Records from a data collection =>
★ ★ ★ ★ ★ ★ ★

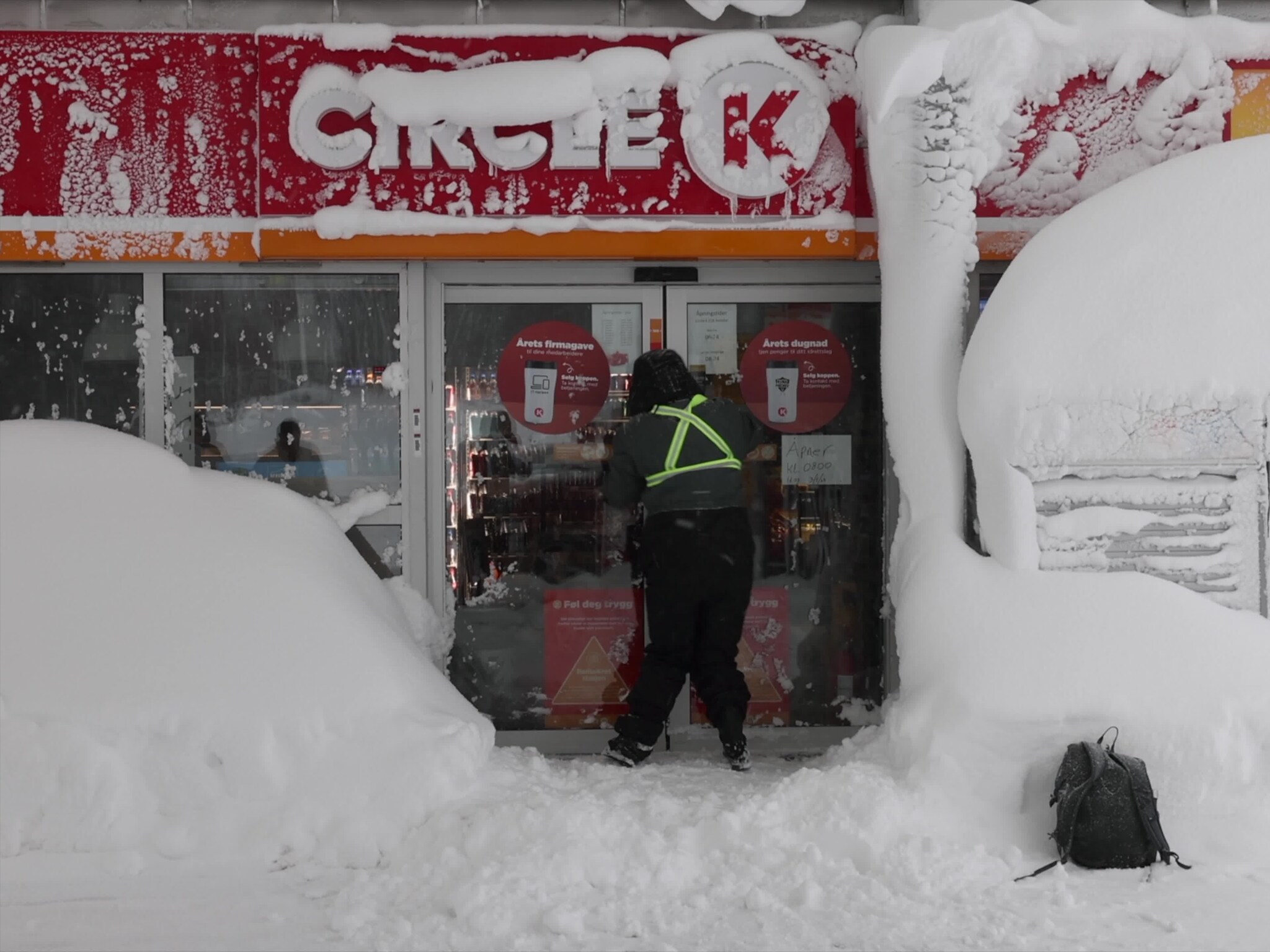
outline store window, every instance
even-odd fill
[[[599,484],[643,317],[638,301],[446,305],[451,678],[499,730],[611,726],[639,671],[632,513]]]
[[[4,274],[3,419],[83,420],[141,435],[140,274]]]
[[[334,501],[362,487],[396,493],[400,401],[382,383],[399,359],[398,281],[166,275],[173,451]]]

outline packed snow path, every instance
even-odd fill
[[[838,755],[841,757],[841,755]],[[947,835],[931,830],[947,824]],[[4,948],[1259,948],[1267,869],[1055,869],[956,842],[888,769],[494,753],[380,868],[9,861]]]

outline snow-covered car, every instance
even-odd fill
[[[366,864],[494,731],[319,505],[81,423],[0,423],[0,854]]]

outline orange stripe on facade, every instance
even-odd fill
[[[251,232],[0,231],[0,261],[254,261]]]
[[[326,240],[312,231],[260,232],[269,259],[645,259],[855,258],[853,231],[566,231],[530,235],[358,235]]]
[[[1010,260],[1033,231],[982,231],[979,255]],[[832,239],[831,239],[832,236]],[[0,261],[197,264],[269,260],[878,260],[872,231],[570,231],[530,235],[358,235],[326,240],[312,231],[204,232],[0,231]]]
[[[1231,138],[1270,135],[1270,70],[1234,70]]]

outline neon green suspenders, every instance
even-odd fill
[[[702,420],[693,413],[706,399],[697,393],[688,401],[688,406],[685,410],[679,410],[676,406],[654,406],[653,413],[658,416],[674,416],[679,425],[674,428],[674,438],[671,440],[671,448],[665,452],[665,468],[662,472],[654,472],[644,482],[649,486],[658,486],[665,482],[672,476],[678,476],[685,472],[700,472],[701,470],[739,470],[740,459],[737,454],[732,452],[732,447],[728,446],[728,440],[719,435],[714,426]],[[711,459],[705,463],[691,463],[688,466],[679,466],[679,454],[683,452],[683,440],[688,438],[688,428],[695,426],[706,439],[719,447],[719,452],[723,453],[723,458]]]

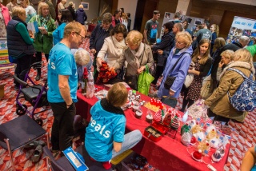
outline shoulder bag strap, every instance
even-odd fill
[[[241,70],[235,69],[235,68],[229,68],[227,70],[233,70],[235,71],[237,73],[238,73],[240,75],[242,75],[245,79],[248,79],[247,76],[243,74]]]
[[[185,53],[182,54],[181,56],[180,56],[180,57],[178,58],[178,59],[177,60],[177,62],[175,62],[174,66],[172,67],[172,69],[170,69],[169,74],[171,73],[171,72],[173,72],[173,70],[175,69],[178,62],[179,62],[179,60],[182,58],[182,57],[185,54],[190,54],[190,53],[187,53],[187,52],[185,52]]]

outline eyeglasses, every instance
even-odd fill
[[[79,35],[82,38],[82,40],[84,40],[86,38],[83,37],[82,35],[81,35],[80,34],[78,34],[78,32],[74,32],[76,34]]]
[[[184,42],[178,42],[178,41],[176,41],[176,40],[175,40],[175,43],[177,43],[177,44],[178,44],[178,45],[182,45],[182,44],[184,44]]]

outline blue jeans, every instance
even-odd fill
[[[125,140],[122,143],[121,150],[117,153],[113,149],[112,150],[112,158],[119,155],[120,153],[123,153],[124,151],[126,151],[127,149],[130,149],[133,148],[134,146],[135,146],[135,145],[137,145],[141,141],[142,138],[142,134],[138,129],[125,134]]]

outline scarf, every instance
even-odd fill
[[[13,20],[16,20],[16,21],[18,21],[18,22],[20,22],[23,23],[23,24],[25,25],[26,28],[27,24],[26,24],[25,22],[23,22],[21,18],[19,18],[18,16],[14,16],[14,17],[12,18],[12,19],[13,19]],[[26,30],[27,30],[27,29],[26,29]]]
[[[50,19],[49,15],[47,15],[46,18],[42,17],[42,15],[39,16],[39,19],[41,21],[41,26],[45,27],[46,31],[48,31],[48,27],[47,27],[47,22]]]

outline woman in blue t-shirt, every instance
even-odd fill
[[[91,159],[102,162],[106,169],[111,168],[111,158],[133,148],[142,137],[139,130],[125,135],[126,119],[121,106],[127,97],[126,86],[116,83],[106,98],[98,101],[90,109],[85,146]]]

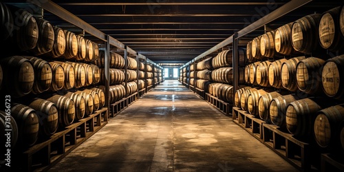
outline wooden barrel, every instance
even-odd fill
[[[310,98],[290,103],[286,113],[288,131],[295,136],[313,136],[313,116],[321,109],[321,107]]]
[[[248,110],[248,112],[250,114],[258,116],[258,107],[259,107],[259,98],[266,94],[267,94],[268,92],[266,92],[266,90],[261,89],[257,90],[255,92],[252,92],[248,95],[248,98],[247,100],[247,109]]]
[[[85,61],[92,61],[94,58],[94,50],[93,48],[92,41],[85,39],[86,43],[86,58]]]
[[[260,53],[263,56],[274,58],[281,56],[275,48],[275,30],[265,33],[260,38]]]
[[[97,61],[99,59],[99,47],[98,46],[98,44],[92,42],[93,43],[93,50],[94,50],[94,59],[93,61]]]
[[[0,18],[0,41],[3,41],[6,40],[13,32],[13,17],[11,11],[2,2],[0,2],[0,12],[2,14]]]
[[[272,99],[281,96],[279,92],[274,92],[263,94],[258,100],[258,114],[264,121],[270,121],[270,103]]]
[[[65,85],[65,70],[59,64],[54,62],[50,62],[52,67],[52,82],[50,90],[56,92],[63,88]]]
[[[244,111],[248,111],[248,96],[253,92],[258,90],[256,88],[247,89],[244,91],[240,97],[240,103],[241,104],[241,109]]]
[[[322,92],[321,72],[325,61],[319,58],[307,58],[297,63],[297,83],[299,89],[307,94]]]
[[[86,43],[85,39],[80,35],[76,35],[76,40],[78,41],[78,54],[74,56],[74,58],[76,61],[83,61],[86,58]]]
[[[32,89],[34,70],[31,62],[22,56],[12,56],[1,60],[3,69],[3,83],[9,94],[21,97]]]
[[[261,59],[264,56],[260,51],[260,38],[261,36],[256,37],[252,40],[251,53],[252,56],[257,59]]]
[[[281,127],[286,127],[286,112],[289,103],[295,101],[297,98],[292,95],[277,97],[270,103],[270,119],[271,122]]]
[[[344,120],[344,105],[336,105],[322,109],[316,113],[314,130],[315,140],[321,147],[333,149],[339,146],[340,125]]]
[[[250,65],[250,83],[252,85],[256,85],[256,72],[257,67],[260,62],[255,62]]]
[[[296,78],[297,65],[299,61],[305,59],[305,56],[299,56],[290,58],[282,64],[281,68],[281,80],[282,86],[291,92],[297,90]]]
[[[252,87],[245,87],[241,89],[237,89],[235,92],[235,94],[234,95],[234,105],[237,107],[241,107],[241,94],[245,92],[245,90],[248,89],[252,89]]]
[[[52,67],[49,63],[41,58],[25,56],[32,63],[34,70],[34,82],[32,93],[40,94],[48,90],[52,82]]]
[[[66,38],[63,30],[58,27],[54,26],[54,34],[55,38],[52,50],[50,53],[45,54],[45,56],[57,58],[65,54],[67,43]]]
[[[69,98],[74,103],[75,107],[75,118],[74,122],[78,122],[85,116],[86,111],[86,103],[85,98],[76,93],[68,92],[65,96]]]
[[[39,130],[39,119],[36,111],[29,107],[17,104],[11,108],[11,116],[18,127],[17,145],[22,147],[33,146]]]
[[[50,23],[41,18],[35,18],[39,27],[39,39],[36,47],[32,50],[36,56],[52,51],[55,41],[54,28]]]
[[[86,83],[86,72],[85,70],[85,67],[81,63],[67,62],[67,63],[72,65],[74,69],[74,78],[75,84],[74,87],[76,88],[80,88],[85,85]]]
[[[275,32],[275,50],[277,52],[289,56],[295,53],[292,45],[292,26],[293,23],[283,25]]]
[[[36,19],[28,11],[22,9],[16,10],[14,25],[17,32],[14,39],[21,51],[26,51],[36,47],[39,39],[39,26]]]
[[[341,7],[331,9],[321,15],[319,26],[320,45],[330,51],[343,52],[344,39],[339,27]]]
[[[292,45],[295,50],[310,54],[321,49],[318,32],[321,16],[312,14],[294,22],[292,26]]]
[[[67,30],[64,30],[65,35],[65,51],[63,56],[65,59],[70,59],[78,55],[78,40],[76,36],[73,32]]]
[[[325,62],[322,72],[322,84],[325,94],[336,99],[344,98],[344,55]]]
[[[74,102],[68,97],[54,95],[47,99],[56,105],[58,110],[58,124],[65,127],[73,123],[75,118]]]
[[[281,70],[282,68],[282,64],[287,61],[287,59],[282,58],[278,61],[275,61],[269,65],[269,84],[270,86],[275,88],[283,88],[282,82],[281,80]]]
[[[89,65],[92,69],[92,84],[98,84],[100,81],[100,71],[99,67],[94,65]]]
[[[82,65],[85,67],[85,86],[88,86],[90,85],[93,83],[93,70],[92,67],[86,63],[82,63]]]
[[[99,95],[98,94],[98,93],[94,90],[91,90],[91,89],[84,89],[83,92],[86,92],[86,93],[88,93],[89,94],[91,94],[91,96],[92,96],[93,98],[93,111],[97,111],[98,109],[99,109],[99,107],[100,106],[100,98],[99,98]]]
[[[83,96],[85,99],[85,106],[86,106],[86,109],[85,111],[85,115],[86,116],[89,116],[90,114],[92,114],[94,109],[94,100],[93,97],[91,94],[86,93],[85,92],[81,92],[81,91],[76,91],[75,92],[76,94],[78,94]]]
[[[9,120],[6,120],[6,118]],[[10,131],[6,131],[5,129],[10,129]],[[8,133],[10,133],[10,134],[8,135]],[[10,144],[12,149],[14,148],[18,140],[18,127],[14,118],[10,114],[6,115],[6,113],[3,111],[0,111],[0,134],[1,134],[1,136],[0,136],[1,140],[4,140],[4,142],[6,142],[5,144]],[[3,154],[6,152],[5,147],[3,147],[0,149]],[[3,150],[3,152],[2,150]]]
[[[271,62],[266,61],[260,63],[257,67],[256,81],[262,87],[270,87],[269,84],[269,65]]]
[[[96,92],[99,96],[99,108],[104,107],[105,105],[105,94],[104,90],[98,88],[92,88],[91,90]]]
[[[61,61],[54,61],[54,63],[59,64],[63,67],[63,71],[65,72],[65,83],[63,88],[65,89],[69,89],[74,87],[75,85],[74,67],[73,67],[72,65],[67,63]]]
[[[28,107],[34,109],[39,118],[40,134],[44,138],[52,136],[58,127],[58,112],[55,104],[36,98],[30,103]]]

★ ★ ★ ★ ★ ★ ★

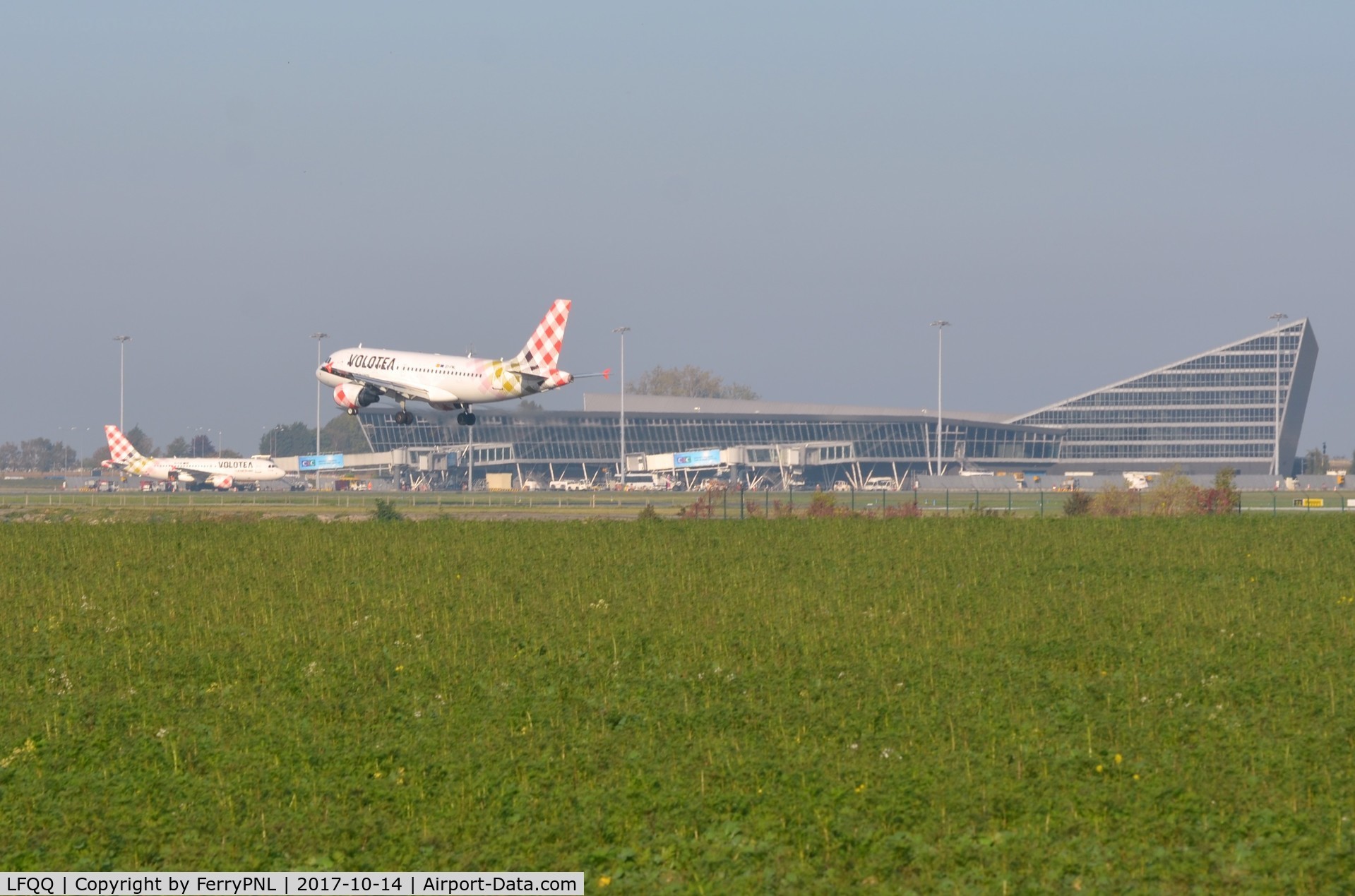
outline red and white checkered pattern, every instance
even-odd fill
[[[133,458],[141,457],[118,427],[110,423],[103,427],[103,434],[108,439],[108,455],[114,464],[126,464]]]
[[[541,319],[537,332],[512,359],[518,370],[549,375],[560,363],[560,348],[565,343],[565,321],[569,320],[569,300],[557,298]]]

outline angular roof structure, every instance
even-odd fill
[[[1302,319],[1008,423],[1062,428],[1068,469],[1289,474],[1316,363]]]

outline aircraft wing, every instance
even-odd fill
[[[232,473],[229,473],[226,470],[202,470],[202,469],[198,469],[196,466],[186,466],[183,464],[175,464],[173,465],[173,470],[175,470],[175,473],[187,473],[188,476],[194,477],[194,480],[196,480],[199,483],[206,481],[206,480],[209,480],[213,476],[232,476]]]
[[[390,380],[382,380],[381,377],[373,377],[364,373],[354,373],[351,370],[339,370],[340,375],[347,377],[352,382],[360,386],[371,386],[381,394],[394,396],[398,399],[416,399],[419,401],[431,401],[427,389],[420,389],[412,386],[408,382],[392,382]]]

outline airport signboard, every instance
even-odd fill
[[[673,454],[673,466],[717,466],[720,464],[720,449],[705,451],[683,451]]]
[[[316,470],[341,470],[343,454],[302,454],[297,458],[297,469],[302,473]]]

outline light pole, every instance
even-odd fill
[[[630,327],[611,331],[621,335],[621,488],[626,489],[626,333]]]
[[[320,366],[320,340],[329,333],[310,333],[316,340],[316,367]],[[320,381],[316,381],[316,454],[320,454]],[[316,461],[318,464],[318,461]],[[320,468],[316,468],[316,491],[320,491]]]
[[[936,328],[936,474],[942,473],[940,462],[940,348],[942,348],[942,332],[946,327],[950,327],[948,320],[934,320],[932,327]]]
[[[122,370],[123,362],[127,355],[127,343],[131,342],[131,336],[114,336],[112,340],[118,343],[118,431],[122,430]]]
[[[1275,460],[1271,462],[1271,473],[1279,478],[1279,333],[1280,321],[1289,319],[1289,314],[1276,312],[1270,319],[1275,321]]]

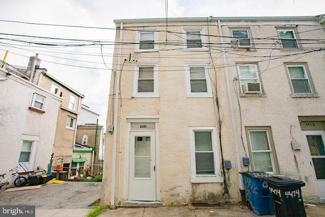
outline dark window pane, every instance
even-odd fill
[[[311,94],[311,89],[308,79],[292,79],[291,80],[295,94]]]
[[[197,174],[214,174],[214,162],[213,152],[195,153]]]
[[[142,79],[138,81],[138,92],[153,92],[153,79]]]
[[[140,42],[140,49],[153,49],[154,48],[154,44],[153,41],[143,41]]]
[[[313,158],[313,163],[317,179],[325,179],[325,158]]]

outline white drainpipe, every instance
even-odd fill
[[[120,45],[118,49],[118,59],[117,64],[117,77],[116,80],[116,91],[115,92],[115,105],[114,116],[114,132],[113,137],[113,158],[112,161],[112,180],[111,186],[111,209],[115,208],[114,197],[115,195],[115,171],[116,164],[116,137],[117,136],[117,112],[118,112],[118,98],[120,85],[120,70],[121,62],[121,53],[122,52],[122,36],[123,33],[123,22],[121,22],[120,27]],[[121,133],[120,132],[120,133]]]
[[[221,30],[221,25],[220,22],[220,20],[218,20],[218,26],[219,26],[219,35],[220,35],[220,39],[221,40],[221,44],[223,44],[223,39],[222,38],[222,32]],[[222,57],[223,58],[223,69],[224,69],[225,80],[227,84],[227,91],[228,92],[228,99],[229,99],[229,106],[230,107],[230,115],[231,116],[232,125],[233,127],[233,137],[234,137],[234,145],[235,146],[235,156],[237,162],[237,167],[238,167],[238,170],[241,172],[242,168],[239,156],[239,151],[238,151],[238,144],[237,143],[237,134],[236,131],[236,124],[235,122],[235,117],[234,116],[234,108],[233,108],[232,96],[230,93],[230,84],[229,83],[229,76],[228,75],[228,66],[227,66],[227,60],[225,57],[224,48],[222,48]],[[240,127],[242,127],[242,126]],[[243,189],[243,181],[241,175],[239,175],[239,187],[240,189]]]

★ ★ ★ ★ ★ ★ ★

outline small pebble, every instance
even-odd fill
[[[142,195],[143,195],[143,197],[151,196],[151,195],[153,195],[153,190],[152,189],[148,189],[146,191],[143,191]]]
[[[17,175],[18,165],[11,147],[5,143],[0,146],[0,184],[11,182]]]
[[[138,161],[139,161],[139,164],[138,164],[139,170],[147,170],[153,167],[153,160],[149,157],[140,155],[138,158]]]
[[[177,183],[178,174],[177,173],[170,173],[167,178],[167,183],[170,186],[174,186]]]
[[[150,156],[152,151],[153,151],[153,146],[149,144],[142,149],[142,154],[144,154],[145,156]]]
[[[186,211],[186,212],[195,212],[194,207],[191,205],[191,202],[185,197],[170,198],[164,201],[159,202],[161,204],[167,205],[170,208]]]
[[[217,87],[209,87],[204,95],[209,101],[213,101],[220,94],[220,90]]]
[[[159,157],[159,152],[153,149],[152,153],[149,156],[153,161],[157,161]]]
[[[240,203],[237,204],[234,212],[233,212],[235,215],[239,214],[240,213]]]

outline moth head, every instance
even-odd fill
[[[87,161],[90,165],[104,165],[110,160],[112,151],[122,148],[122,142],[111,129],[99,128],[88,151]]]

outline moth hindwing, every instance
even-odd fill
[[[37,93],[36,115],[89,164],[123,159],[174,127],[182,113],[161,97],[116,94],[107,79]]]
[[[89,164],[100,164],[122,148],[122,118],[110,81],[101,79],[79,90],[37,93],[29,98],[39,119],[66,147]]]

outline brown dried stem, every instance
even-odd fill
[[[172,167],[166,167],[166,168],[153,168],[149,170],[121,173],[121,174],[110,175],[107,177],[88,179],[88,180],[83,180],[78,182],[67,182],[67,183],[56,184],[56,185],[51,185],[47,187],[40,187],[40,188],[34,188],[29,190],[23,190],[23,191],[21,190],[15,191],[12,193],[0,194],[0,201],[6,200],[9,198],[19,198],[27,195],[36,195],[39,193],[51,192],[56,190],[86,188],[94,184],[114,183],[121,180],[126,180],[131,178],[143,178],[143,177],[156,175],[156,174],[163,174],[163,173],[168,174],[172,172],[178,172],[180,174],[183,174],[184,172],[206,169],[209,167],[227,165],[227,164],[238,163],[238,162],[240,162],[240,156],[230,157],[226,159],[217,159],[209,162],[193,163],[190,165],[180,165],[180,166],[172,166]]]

★ ★ ★ ★ ★ ★ ★

Goal => Reproduce the items between the line that contains "outline store window, every instance" and the line that contains "[[[1231,138],[1270,135],[1270,70],[1234,70]]]", inclusive.

Final answer =>
outline store window, every instance
even-odd fill
[[[599,484],[643,317],[638,301],[446,305],[451,678],[499,730],[611,726],[639,671],[632,513]]]
[[[4,274],[3,419],[83,420],[141,435],[140,274]]]
[[[334,501],[362,487],[396,493],[400,401],[382,383],[399,359],[398,281],[166,275],[173,451]]]

outline packed snow path, every instance
even-odd fill
[[[838,755],[841,757],[841,755]],[[947,835],[931,830],[947,824]],[[4,948],[1259,948],[1267,869],[1055,869],[956,842],[888,769],[494,753],[380,868],[9,861]]]

outline snow-covered car, every instance
even-odd fill
[[[366,864],[494,731],[319,505],[81,423],[0,423],[0,854]]]

outline orange stripe on facade, every instance
even-odd fill
[[[251,232],[0,231],[0,261],[254,261]]]
[[[326,240],[312,231],[260,232],[269,259],[645,259],[855,258],[853,231],[566,231],[530,235],[358,235]]]
[[[1010,260],[1033,231],[982,231],[979,255]],[[832,239],[831,239],[832,236]],[[0,261],[197,264],[269,260],[878,260],[872,231],[570,231],[530,235],[358,235],[326,240],[312,231],[204,232],[0,231]]]
[[[1231,138],[1270,135],[1270,70],[1234,70]]]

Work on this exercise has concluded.